Give the material below as a numbered list, starting at the line that contains "Box the balcony railing." and ending at the line that contains "233, 261, 270]]". Leave out any blank lines.

■ **Listed entries**:
..............................

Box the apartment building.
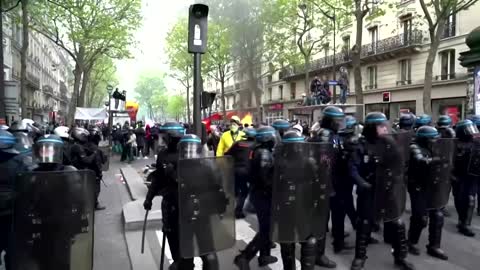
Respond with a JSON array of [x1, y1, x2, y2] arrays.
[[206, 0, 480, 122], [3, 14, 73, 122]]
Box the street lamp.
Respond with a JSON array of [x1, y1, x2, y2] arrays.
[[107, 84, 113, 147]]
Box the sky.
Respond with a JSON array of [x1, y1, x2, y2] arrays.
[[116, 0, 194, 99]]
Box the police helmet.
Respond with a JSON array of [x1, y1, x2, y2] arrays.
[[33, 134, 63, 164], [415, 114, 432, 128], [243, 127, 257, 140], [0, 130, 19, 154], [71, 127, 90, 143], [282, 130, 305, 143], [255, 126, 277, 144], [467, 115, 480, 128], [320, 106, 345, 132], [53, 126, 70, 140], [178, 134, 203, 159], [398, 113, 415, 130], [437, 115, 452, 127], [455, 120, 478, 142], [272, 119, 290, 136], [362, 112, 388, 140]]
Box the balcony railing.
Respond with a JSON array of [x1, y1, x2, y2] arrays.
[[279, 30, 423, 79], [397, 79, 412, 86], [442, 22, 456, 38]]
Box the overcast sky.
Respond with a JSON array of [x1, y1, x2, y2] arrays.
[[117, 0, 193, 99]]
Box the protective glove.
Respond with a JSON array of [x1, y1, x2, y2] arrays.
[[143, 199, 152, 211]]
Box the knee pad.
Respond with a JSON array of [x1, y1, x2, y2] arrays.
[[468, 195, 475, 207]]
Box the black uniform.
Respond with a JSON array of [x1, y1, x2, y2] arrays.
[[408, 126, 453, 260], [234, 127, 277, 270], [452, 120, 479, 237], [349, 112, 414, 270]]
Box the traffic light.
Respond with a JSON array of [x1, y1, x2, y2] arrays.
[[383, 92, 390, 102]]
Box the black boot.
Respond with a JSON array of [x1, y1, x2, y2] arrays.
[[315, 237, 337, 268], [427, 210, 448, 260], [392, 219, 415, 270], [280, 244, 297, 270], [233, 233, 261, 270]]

..............................

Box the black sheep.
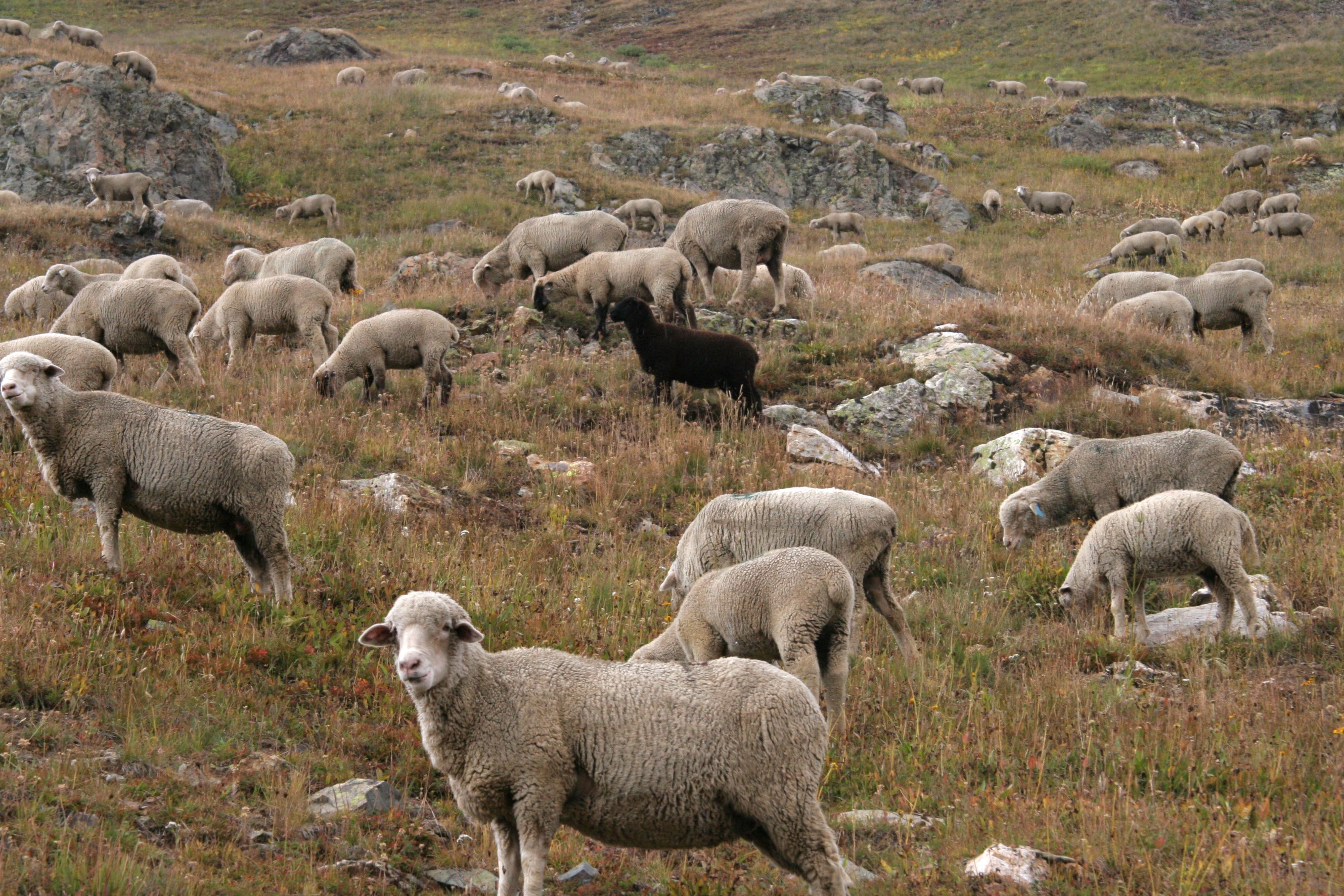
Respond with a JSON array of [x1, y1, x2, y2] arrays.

..............................

■ **Result of this task**:
1. Box the balcony railing.
2. Respond with a JSON array of [x1, y1, x2, y2] arrays.
3. [[279, 30, 423, 79], [397, 79, 412, 86], [442, 22, 456, 38]]
4. Box the overcast sky.
5. Respond with a JSON array of [x1, y1, x2, y2] arrays.
6. [[117, 0, 193, 99]]
7. Box the protective glove.
8. Respond with a JSON array of [x1, y1, x2, y2] arrays.
9. [[143, 199, 152, 211]]
10. Box the knee pad.
11. Respond with a JSON array of [x1, y1, x2, y2] arrays.
12. [[468, 195, 475, 207]]
13. Box the black uniform.
14. Respond with a JSON array of [x1, y1, x2, y2] arrays.
15. [[408, 126, 453, 260], [234, 127, 277, 270], [452, 120, 479, 237], [349, 112, 414, 270]]
16. Box the traffic light.
17. Respond with a JSON array of [x1, y1, x2, y2] arrays.
18. [[383, 92, 390, 102]]
19. Box the black boot.
20. Respond with a JSON array of [x1, y1, x2, y2] arrays.
21. [[315, 237, 337, 268], [427, 210, 448, 260], [392, 219, 415, 270], [280, 244, 297, 270], [233, 233, 261, 270]]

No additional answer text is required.